● **PROBLEM STATEMENT**: Output only the lines below from the one containing "box: [106, 46, 126, 62]" to the one containing "positive clicks: (68, 100)", exactly as written, both ends kept.

"""

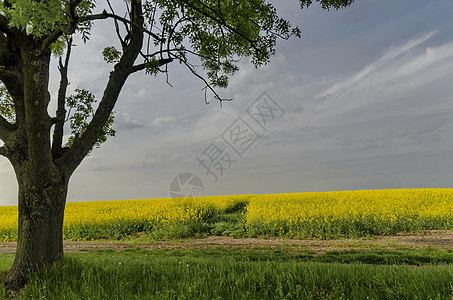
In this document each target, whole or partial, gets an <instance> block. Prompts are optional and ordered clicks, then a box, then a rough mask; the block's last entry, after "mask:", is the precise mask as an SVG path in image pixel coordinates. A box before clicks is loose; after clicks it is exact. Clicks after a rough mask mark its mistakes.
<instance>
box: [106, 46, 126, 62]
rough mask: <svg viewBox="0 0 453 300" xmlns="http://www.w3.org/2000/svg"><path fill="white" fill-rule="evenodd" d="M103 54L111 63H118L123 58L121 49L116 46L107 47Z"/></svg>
mask: <svg viewBox="0 0 453 300" xmlns="http://www.w3.org/2000/svg"><path fill="white" fill-rule="evenodd" d="M102 56H104V60H105V61H106V62H107V63H109V64H111V63H116V62H118V61H119V60H120V58H121V51H119V50H117V49H116V48H115V47H113V46H111V47H106V48H104V51H102Z"/></svg>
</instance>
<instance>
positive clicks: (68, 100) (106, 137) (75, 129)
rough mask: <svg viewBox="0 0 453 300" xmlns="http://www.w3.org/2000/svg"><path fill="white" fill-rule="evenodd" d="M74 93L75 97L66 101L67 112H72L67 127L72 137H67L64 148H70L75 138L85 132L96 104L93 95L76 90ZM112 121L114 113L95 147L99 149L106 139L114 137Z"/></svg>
mask: <svg viewBox="0 0 453 300" xmlns="http://www.w3.org/2000/svg"><path fill="white" fill-rule="evenodd" d="M75 92H76V94H75V95H72V96H70V97H68V98H67V99H66V104H67V106H68V107H69V112H71V111H73V110H74V112H73V113H72V114H70V116H69V125H70V129H71V134H72V136H71V137H69V139H68V142H67V143H66V145H65V146H66V147H71V146H72V144H73V143H74V140H75V139H76V138H77V136H79V135H81V134H82V133H83V132H85V130H86V129H87V127H88V124H89V122H90V121H91V119H92V118H93V116H94V113H95V110H94V108H93V105H94V104H95V103H96V102H97V101H96V98H95V96H94V94H93V93H91V92H89V91H87V90H84V89H76V90H75ZM114 120H115V112H112V113H111V115H110V117H109V119H108V120H107V122H106V123H105V125H104V128H103V132H104V134H103V135H101V136H100V137H99V139H98V140H97V142H96V144H95V147H97V148H98V147H100V145H101V144H102V143H104V142H105V141H106V140H107V137H109V136H115V133H116V131H115V130H114V129H113V128H112V126H113V122H114Z"/></svg>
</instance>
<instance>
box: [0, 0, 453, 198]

"""

● **ANSWER TO THE PROBLEM**:
box: [106, 46, 126, 62]
rough mask: <svg viewBox="0 0 453 300" xmlns="http://www.w3.org/2000/svg"><path fill="white" fill-rule="evenodd" d="M103 54L111 63H118L123 58L121 49L116 46L107 47Z"/></svg>
mask: <svg viewBox="0 0 453 300" xmlns="http://www.w3.org/2000/svg"><path fill="white" fill-rule="evenodd" d="M102 56H104V60H105V61H106V62H107V63H109V64H111V63H116V62H118V61H119V60H120V58H121V51H119V50H117V49H116V48H115V47H113V46H111V47H106V48H104V51H102Z"/></svg>
</instance>
<instance>
positive clicks: (68, 100) (106, 137) (75, 129)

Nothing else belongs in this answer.